▶ Provided data:
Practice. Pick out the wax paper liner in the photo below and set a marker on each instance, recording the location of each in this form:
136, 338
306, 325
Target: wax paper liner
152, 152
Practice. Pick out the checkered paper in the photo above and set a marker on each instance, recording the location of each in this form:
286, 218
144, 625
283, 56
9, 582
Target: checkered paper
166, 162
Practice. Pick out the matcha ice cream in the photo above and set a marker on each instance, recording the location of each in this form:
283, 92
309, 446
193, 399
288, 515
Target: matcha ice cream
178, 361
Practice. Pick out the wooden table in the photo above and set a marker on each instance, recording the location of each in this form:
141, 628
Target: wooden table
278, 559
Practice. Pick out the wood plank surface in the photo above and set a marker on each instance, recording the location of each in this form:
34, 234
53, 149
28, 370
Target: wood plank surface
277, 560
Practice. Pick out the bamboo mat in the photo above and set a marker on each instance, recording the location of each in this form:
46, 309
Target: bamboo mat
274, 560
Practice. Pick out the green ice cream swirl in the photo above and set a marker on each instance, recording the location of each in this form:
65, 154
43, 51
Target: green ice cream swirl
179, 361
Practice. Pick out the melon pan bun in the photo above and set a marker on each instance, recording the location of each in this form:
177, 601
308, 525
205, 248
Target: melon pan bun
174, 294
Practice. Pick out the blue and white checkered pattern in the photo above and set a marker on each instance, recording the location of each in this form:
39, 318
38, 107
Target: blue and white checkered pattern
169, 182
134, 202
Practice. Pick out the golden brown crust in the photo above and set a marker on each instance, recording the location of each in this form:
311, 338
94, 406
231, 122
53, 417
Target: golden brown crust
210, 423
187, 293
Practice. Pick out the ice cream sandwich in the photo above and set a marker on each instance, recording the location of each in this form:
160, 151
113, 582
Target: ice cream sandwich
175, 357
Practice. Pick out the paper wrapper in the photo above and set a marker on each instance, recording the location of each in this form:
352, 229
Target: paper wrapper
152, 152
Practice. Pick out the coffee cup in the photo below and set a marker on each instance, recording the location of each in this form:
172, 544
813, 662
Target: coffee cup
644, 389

▶ Goal of the exercise: Please retype, exactly as written, every line from the line containing "Practice. Pick out the melon" through the last line of the records above, including both of those lines, and nothing else.

▶ Reply:
Practice. Pick out the melon pan bun in the photo above and set a marker on each instance, recording the location of each in this form:
177, 601
308, 525
205, 248
Target: melon pan bun
174, 294
Practice. Pick out the blue and white checkered pattern in the photo above and set a marker on each instance, recording the location of each in this form:
39, 318
38, 107
Target: blue and white checkered pattern
169, 182
134, 202
Practice. Pick out the golden brown crust in the photo above and set a marker on each instance, recording the location of each in this form:
311, 338
94, 406
231, 122
53, 417
Target: golden brown crust
210, 423
187, 293
Practice. Pick out the ice cream sandwich in the photo above and set a marker on each instance, recording the location of each in this form:
160, 151
113, 582
Target: ice cream sandwich
175, 357
Practice. Pick out the paper wrapper in the photo above and set a marker on each instance, recording the location of each in this form:
352, 229
Target: paper wrapper
152, 152
Practice. Pick out the coffee cup in the photo below and set a marker on each instance, recording the location of each in this form:
172, 544
813, 662
Target: coffee cup
644, 389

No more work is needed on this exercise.